##### Data for analysis #####

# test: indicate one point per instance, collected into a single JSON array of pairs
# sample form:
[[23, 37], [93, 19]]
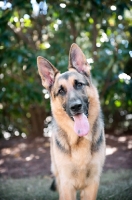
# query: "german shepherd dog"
[[77, 142]]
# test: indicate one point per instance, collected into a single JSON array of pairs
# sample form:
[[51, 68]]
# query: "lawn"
[[115, 185]]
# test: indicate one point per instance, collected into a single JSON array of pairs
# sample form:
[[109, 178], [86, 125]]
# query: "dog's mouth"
[[81, 124]]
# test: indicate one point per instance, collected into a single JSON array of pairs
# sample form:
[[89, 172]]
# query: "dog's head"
[[69, 91]]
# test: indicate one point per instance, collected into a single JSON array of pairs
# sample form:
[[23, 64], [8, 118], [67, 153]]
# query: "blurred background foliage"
[[103, 29]]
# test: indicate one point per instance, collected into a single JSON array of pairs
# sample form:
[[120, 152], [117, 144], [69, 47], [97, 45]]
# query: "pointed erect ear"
[[78, 60], [47, 72]]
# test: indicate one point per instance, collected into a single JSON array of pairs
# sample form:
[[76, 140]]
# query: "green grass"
[[114, 186]]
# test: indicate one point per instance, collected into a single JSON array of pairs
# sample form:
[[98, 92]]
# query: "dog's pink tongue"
[[81, 124]]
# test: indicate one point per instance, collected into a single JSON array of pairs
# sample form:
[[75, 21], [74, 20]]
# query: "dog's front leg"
[[90, 192], [66, 191]]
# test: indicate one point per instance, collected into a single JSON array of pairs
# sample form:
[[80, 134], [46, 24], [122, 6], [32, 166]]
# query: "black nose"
[[76, 106]]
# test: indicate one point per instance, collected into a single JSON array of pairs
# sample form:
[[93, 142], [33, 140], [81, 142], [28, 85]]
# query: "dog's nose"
[[76, 106]]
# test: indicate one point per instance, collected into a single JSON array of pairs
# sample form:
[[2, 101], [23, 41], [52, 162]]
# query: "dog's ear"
[[47, 72], [78, 60]]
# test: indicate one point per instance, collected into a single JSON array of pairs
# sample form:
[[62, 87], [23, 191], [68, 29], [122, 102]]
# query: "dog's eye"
[[78, 85], [61, 91]]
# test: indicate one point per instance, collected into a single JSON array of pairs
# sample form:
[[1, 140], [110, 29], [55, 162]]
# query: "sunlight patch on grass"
[[114, 185]]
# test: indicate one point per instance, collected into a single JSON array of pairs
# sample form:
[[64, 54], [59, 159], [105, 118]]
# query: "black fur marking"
[[61, 147], [66, 75], [53, 185], [96, 144]]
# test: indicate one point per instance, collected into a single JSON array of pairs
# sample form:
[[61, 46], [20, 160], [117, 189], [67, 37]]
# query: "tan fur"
[[80, 168]]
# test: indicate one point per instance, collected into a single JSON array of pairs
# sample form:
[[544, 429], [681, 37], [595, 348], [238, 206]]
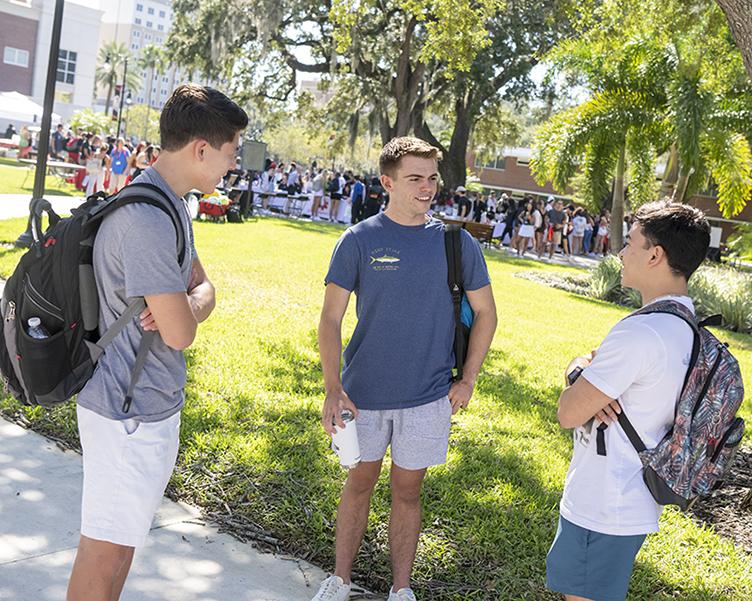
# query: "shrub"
[[725, 291], [605, 282], [714, 290]]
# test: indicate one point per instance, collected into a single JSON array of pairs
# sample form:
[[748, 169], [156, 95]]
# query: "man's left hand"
[[460, 394]]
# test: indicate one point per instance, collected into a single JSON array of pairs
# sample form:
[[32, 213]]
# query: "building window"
[[63, 97], [66, 66], [16, 57]]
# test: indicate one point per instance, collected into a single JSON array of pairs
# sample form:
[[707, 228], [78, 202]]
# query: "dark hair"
[[194, 112], [396, 148], [681, 230]]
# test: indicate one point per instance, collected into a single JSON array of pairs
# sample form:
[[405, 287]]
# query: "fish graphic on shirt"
[[385, 259]]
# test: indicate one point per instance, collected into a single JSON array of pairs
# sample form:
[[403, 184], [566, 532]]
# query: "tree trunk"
[[681, 186], [670, 174], [739, 16], [617, 209]]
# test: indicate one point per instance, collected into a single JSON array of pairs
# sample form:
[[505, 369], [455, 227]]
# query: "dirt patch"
[[725, 510]]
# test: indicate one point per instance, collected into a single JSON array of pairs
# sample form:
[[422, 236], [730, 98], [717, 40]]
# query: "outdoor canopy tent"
[[22, 110]]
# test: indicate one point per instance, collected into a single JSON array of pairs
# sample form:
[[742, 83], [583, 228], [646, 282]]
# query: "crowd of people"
[[530, 224], [110, 162], [534, 224], [395, 380], [330, 189]]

#####

- **About this exercise**
Set down the records again exactly as they appear, leaving each picture behind.

- **Answer for this exercise**
# test: indicate one point per instance, collected into a single JSON array of pairs
# sample form:
[[23, 37], [93, 19]]
# query: "german shepherd dog"
[[77, 142]]
# test: indicate one point per instance, collected into a single JSON array of pairs
# sample form:
[[51, 68]]
# query: "lawn"
[[115, 185]]
# test: indicate one point per instance, collected into a single JSON array of pairs
# sample form:
[[109, 178], [86, 125]]
# query: "dog's mouth"
[[81, 124]]
# test: indicate one point per instance, collected into a single JSON array of pairs
# sample form:
[[89, 172]]
# query: "dog's head"
[[69, 91]]
# test: indicate one point per instance, collected into a single JSON array of pairs
# sample form:
[[23, 64], [8, 118], [67, 153]]
# query: "blurred background foliage"
[[103, 29]]
# test: indicate one point per instance, collected into a single JSON array of pairs
# sample form:
[[120, 152], [117, 144], [69, 47], [97, 45]]
# query: "pointed erect ear"
[[78, 60], [47, 72]]
# test: indicate one point per instance, collected into a single JSON array of pairs
# sample form:
[[76, 140]]
# query: "green grass"
[[114, 186]]
# test: indicate one point per instance, collected into a single JSON array of pairs
# sample form:
[[98, 92]]
# query: "dog's pink tongue"
[[81, 124]]
# test: indicate one point per instance, collected into a single JSON array of pairs
# sample form:
[[75, 21], [74, 20]]
# query: "dog's front leg"
[[90, 192], [66, 191]]
# test: indicate one point per instance, collected into a single JSON array of pairs
# sample form:
[[80, 134], [46, 24], [122, 6], [32, 166]]
# query: "black nose"
[[76, 106]]
# test: indicate one point per instance, collected into a single JSON array of pairs
# sample form:
[[93, 142], [33, 140], [81, 142], [28, 85]]
# query: "dog's nose"
[[76, 106]]
# test: indicate one point per instance, collected into a single JSON array of pairs
# sample form:
[[2, 101], [23, 41], [52, 162]]
# query: "dog's ear"
[[47, 72], [78, 60]]
# test: indicate one point per instance, collected into a single JSON array of pairs
# sample form:
[[62, 87], [23, 191], [68, 29], [122, 102]]
# query: "dog's eye"
[[78, 85], [61, 91]]
# test: indicate one point per instance, collected into a single JSON array of pairs
# sample form:
[[1, 140], [110, 29], [55, 162]]
# query: "sunlight patch on grass"
[[114, 185]]
# test: indicate one point per instance, collected into a single JSON array of pairs
# sample form:
[[64, 54], [59, 159], [105, 118]]
# query: "black fur marking"
[[61, 147], [66, 75], [53, 185], [96, 144]]
# test: indicate one point per instance, collected into a single JSON array of pairs
# sample form:
[[61, 46], [20, 160], [117, 189], [67, 37]]
# query: "tan fur"
[[80, 168]]
# test: indicate one point per instance, collected into a single JSON array of pairs
# sample form:
[[544, 429], [681, 37], [595, 348], [238, 206]]
# query: "shrub"
[[725, 291], [605, 282], [714, 290]]
# test: indicate one point per instance, collected into a single JSON array of pairs
# sample form:
[[748, 169], [156, 95]]
# query: "man's left hand"
[[460, 394]]
# test: indicate one point per instance, collected into a single JSON array of pairs
# sample form:
[[32, 213]]
# query: "building window"
[[63, 97], [66, 66], [16, 57]]
# test: indicate one point per instance, collected into a single JSON array of pairs
# sample form:
[[707, 228], [78, 202]]
# query: "dark hair"
[[194, 112], [396, 148], [681, 230]]
# test: indicate one point per instance, collected into a single JSON array of pairs
# sample form:
[[405, 287]]
# query: "fish graphic on shirt"
[[385, 259]]
# test: indicate one point per instance, collected into a single JSON array of pairs
# sample form:
[[403, 184], [566, 532]]
# query: "tree trunk"
[[681, 186], [670, 174], [739, 16], [617, 209]]
# test: indicate one point per instance, collected into a single JSON array of pairs
# sample form:
[[505, 369], [455, 227]]
# query: "dirt patch"
[[725, 510]]
# test: indicate one point per instance, collected into a single JSON array of pairs
# sample form:
[[422, 236], [730, 98], [717, 40]]
# query: "outdoor canopy tent"
[[22, 110]]
# test: indicate one point per instance, collected into a single JSON array of pairs
# sample form:
[[742, 83], [583, 228], [646, 282]]
# query: "crowd of people"
[[530, 224], [110, 162], [534, 224], [395, 380], [330, 189]]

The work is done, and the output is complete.